Material provided>

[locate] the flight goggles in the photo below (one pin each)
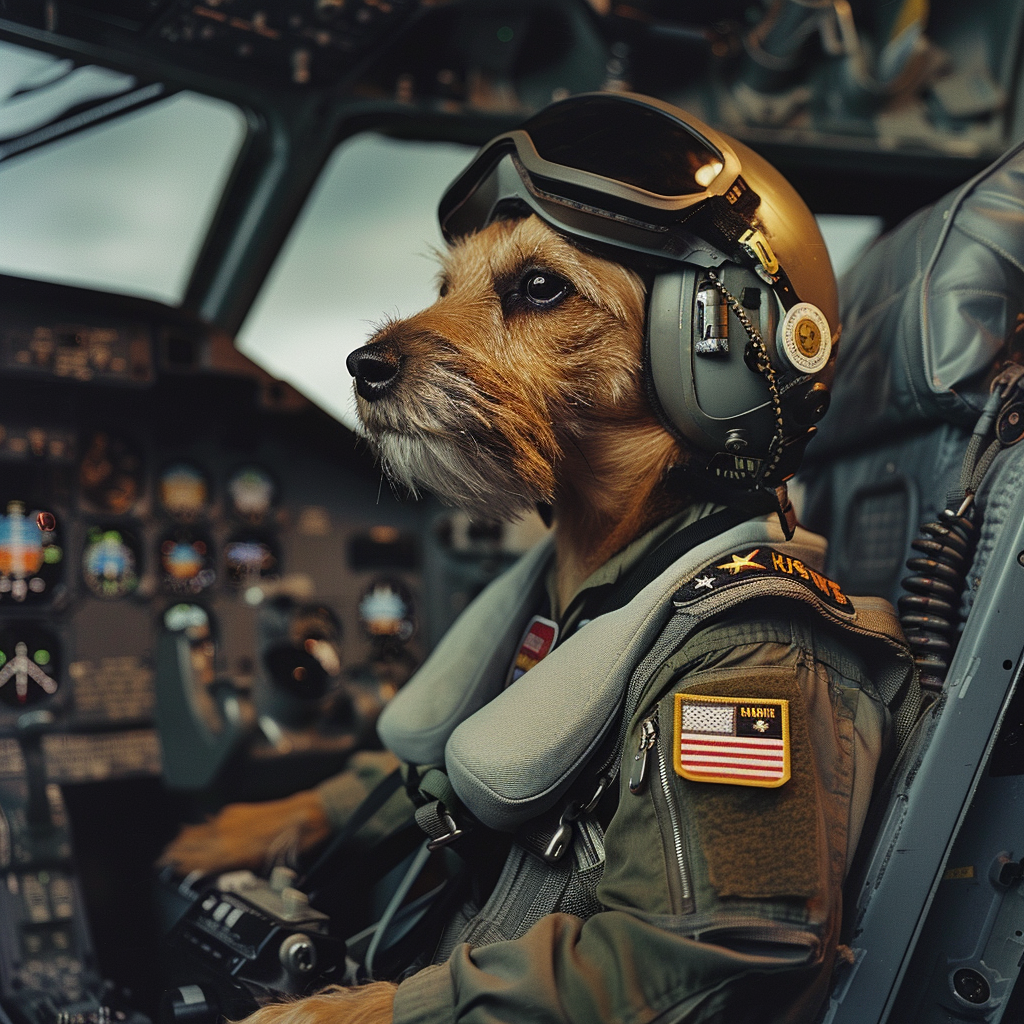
(621, 170)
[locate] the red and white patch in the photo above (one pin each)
(537, 642)
(736, 740)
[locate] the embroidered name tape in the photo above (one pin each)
(761, 562)
(537, 642)
(736, 740)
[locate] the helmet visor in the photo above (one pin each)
(631, 143)
(620, 159)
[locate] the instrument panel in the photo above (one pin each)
(140, 498)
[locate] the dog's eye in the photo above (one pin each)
(543, 289)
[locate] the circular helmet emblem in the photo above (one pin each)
(806, 338)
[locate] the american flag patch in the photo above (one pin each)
(540, 637)
(737, 740)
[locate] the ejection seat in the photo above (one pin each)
(935, 921)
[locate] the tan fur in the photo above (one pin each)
(365, 1005)
(498, 408)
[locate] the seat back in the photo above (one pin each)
(936, 911)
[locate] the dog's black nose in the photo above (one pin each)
(375, 369)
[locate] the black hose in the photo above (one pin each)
(930, 611)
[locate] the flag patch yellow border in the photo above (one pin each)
(732, 740)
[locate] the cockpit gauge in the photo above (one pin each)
(386, 611)
(183, 491)
(250, 558)
(111, 473)
(252, 493)
(186, 564)
(31, 555)
(30, 667)
(110, 562)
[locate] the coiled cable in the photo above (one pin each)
(930, 611)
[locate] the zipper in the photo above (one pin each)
(686, 889)
(649, 736)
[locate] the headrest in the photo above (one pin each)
(927, 310)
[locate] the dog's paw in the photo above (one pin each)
(246, 835)
(365, 1005)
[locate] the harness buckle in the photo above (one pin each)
(454, 832)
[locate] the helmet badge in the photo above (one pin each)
(806, 338)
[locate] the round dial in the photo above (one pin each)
(252, 493)
(30, 667)
(250, 558)
(193, 620)
(111, 473)
(110, 562)
(186, 562)
(386, 611)
(31, 555)
(183, 491)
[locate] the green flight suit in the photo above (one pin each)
(718, 902)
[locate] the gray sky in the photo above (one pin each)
(124, 207)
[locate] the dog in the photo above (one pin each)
(521, 385)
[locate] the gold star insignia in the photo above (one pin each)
(739, 563)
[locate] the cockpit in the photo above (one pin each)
(209, 591)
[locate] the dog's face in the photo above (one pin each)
(530, 345)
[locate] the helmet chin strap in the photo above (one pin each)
(763, 364)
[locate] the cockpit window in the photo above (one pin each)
(123, 206)
(361, 250)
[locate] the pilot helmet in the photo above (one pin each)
(742, 310)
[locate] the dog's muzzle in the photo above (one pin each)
(376, 369)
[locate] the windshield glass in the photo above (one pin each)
(123, 206)
(361, 250)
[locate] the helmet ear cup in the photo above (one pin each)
(708, 388)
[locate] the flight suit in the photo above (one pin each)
(711, 901)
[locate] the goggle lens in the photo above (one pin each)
(626, 142)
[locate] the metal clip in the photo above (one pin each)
(756, 246)
(454, 832)
(562, 839)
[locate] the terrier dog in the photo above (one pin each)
(521, 385)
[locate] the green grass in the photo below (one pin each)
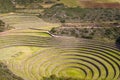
(68, 57)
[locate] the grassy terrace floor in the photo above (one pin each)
(33, 54)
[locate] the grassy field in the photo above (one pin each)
(33, 57)
(31, 53)
(26, 21)
(82, 3)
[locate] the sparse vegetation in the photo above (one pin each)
(60, 12)
(6, 74)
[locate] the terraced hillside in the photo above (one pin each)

Exercise details> Repeat only the lines from the line with "[locate] the dog's face" to the end of the entries, including both the first and the last line, and drop every picture.

Full response>
[locate] the dog's face in the photo above (one pin each)
(530, 345)
[locate] the helmet chin strap in the photo above (one pin each)
(763, 364)
[locate] the cockpit window in the photo above (one pin each)
(123, 206)
(361, 250)
[locate] the pilot helmet in the photo above (one pin each)
(742, 310)
[locate] the dog's muzzle in the photo above (one pin each)
(376, 369)
[locate] the windshield glass in the photo above (one pin each)
(123, 206)
(361, 250)
[locate] the helmet ear cup in the photo above (one pin each)
(708, 388)
[locate] the flight suit in the photo above (one pin each)
(711, 901)
[locate] the goggle lens in the photo above (one pin each)
(626, 142)
[locate] the metal clip in the photo above (one pin each)
(756, 246)
(454, 832)
(562, 839)
[locate] the terrier dog in the photo above (one pin each)
(521, 385)
[locate] the green grass in the photo below (one pin each)
(68, 57)
[locate] the grassy terrace floor in the photo above (one pin each)
(33, 54)
[locate] the grassy field in the photo above (one pin each)
(33, 57)
(31, 53)
(26, 21)
(82, 3)
[locate] the sparse vegetation in the photo above (one pin each)
(60, 12)
(6, 74)
[locate] the terraced hillside in the photo above (one pin each)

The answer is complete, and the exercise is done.